TEXT
##########

Elmshorn (jhf) Unter einer Karosserie liegt ein verrosteter Auspuff. Prall gefüllte Müllsäcke türmen sich hinter Windschutzscheiben. Nummernschilder fehlen. Ein Autofriedhof mitten in Elmshorn verärgert Anwohner.
Einige Autos stehen dort seit Jahren
Das Privatgrundstück zwischen der Straße Osterfeld und der Rosenstraße ist nicht eingezäunt. Es ist nicht als Parkplatz ausgewiesen, doch viele Bürger stellen ihre Autos darauf ab – für ein paar Einkäufe, für ein paar Nächte oder für Jahre. 44 Wagen finden Platz. 13 davon sind abgemeldet. Etliche verrotten. Der Eigentümer der Fläche ist unserer Zeitung bekannt. Er will anonym bleiben. Wem die Schrottautos gehören, weiß er nicht. Er will sie nicht auf eigene Kosten abschleppen lassen. Seine Befürchtung ist, dass weitere Wacks auf seinem Grundstück entsorgt werden. Das könnte ein Zaun verhindern, aber der Eigentümer will den Bürgern nicht das Gratis-Parken verderben.
Stadt schreitet nicht ein
Ein Beobachter berichtet, dass er sich seit zwei Jahren beim Ordnungsamt beschwere. Doch die Stadt sieht keinen Grund zum Einschreiten: „Aus ordnungsrechtlicher Sicht kann nur eingegriffen werden, wenn eine Gefahr für die öffentliche Sicherheit besteht“, heißt es aus dem Rathaus.
Eigentümer: Kein Baurecht erhalten
Das Areal liegt im Stadtumbaugebiet. Dessen Rahmenplan erlaubt dort den Bau eines dreigeschossigen Wohnhauses. Der Eigentümer wollte den Platz vor Jahren bebauen. Doch er erhielt kein Baurecht. Die Politik will dieses bis Ende 2024 schaffen. Doch angesichts gestiegener Kosten und Zinsen lohne sich das Bauen nicht mehr, sagt der Eigentümer.
Wann ist ein Parkplatz öffentlich?

##########

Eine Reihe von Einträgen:

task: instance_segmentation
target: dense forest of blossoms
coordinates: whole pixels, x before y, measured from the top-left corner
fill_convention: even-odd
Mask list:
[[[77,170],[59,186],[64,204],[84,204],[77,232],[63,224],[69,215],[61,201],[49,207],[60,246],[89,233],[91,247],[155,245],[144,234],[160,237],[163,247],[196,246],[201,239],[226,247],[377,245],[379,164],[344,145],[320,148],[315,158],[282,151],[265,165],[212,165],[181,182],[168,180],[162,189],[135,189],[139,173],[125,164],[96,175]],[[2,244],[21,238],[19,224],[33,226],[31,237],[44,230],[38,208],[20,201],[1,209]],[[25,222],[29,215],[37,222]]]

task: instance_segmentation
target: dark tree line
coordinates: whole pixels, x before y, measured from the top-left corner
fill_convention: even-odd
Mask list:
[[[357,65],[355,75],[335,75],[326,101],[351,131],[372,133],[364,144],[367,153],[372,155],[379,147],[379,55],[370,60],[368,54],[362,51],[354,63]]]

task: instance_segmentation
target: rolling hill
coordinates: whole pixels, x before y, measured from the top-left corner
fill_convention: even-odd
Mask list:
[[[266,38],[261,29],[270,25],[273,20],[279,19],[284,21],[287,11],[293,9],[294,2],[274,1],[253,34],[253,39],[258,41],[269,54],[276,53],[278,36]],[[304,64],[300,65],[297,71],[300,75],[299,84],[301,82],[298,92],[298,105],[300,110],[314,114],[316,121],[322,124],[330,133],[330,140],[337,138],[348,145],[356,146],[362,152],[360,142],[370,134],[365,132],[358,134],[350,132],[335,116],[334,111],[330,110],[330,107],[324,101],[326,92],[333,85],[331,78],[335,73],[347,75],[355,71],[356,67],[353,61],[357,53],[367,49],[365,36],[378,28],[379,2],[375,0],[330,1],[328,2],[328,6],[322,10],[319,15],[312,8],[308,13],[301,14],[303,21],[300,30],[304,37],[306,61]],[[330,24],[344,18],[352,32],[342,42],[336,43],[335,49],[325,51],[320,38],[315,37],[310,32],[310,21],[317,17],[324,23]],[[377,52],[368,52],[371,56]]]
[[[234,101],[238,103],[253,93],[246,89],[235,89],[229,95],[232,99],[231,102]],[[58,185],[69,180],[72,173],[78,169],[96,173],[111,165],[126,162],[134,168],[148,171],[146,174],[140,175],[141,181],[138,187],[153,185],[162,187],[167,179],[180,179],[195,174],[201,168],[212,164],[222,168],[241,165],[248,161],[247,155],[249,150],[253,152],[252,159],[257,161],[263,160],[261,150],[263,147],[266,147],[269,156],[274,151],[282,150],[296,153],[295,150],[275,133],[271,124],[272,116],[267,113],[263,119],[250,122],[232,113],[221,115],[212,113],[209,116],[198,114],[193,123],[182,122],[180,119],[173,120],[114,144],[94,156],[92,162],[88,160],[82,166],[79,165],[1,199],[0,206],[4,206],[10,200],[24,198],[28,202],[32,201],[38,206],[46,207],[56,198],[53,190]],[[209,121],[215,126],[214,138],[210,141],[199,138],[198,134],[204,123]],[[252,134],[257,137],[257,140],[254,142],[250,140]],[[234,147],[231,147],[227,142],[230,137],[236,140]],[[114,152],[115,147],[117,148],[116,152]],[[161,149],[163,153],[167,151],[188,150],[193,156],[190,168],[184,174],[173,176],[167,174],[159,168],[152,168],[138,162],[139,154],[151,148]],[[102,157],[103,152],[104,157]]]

##########

WAS ZU TUN IST
1. Nenne sämtliche Zwischenüberschriften im Artikel über den Autofriedhof in Elmshorn.
2. Ändere im Artikel über den Autofriedhof in Elmshorn den Abschnitt von „Stadt schreitet nicht“ bis einschließlich „ein Parkplatz öffentlich?“, indem du „Eigentümer“ überall durch „Besitzer“ ersetzt, und gib ihn so wieder.
Die Einträge braucht man für die Bearbeitung nicht.

DIE LÖSUNGEN
1.
- Einige Autos stehen dort seit Jahren
- Stadt schreitet nicht ein
- Eigentümer: Kein Baurecht erhalten
- Wann ist ein Parkplatz öffentlich?

2.
Stadt schreitet nicht ein
Ein Beobachter berichtet, dass er sich seit zwei Jahren beim Ordnungsamt beschwere. Doch die Stadt sieht keinen Grund zum Einschreiten: „Aus ordnungsrechtlicher Sicht kann nur eingegriffen werden, wenn eine Gefahr für die öffentliche Sicherheit besteht“, heißt es aus dem Rathaus.
Besitzer: Kein Baurecht erhalten
Das Areal liegt im Stadtumbaugebiet. Dessen Rahmenplan erlaubt dort den Bau eines dreigeschossigen Wohnhauses. Der Besitzer wollte den Platz vor Jahren bebauen. Doch er erhielt kein Baurecht. Die Politik will dieses bis Ende 2024 schaffen. Doch angesichts gestiegener Kosten und Zinsen lohne sich das Bauen nicht mehr, sagt der Besitzer.
Wann ist ein Parkplatz öffentlich?